DIRECTIONS FOR THIS TASK - In the data, from the line with "Every instance of the attic" to the line with "[[357, 143], [315, 140], [262, 142], [314, 90]]", substitute "garden chair" for "patio chair" and give those lines again with everything else unchanged.

Named-object pointing data
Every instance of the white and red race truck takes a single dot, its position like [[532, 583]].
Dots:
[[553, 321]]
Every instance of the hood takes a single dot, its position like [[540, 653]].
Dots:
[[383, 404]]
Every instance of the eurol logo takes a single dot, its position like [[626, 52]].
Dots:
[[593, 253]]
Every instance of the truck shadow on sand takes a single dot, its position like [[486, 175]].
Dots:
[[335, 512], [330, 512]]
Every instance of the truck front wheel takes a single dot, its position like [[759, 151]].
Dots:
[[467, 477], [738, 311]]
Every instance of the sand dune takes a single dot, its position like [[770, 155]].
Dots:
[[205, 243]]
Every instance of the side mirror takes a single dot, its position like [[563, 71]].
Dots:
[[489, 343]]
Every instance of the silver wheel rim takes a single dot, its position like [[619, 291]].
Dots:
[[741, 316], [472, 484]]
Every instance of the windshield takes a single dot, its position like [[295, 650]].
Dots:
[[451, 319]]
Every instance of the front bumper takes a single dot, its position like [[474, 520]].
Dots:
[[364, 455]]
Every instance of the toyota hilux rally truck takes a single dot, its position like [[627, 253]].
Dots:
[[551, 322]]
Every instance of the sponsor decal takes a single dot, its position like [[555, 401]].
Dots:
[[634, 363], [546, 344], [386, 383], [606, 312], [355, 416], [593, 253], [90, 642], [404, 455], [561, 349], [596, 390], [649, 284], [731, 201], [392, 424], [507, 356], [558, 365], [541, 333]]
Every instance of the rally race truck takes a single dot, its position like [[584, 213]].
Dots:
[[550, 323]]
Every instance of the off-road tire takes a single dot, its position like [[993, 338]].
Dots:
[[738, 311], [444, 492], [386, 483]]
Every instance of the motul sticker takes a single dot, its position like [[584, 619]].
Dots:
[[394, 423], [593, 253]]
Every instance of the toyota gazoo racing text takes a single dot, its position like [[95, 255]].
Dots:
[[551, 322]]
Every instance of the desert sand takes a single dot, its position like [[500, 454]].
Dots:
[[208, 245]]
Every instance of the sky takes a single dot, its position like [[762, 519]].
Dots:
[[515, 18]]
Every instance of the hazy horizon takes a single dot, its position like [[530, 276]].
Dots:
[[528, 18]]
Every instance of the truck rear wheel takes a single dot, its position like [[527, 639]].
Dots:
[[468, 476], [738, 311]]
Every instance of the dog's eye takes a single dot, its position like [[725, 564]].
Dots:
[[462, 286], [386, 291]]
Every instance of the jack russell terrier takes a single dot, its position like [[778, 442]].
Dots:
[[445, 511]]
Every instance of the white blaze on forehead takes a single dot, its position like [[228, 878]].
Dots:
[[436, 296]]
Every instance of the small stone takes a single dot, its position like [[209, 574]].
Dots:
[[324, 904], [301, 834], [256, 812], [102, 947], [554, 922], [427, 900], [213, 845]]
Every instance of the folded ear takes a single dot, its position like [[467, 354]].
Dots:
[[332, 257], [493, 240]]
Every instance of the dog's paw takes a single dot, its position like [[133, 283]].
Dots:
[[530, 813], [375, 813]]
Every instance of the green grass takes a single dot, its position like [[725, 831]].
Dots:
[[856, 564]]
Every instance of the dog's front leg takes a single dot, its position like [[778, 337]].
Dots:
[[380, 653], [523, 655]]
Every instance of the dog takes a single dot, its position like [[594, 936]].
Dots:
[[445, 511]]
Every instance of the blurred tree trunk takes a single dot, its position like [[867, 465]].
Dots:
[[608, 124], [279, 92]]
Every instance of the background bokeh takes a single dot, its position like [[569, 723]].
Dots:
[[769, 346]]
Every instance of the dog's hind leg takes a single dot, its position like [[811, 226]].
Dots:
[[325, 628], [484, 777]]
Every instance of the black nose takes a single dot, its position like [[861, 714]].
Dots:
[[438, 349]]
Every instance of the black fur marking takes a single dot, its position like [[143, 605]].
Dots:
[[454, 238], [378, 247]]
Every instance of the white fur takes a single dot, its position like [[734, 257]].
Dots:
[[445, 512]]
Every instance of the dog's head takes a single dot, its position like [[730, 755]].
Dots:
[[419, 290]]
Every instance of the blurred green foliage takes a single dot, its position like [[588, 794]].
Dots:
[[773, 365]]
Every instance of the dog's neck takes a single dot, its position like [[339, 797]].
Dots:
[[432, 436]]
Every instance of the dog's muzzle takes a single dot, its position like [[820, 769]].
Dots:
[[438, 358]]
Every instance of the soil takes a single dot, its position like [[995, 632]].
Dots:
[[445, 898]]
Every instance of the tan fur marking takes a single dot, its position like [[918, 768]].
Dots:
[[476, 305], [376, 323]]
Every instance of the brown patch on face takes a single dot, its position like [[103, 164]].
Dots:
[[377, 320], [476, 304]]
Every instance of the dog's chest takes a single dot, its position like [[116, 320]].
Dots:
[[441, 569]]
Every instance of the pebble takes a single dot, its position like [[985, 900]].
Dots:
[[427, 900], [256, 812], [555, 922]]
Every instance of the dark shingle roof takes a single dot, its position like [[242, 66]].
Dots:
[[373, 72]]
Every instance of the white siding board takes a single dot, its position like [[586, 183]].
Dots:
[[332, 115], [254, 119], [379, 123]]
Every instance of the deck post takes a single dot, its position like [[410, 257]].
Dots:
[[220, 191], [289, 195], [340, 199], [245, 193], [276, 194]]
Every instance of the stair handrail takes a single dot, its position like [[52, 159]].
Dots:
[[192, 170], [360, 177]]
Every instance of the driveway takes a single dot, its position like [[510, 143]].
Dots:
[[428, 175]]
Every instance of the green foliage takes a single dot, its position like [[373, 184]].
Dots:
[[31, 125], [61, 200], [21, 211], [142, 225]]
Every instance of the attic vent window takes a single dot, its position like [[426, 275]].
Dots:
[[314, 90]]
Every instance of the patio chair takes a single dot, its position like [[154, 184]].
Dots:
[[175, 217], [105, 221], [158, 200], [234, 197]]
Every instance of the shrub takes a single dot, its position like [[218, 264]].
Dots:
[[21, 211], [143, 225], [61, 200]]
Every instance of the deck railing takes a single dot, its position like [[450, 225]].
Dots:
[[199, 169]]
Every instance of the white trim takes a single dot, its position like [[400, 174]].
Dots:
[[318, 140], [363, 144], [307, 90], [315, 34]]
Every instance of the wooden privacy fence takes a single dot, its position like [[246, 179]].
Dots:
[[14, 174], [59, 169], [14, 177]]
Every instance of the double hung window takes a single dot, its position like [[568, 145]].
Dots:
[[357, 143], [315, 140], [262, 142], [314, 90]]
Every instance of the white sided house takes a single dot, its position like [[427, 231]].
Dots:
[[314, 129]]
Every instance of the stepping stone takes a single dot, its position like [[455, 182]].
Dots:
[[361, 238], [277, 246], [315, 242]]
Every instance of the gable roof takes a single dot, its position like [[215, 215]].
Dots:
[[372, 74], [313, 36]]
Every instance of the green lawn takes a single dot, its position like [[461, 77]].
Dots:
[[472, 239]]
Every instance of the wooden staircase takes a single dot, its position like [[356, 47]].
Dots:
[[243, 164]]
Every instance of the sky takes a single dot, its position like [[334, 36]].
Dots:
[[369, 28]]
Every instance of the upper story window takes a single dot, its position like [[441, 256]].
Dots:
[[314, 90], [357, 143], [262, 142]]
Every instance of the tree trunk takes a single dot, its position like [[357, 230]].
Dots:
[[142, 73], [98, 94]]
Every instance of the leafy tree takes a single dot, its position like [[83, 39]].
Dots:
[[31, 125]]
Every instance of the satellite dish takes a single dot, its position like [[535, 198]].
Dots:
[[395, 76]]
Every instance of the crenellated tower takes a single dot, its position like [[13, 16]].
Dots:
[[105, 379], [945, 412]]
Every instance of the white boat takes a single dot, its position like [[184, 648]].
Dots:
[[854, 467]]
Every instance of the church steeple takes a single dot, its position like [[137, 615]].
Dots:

EXERCISE SOLUTION -
Every instance of the attic vent window takes a single dot, its position like [[426, 275]].
Dots:
[[314, 90]]
Every instance of the garden chair takes a single dot, its position like [[154, 184]].
Dots:
[[175, 217], [105, 221], [158, 200], [234, 197]]
Every instance of the shrub takes a single dot, its position like [[218, 264]].
Dots:
[[21, 211], [143, 225], [61, 200]]
Every instance of the deck railing takes a single dot, its position like [[450, 225]].
Dots:
[[199, 169]]
Every instance of the white trim takes a single dot, its position like [[400, 174]].
Dots:
[[318, 140], [363, 144], [307, 90], [315, 34]]
Every instance of the wooden privacy fence takes a single dot, its position like [[246, 179]].
Dots:
[[14, 174], [59, 169], [14, 177]]
Every instance of the double hung window takes a single dot, its position like [[568, 145]].
Dots:
[[357, 143], [315, 140], [262, 142], [314, 90]]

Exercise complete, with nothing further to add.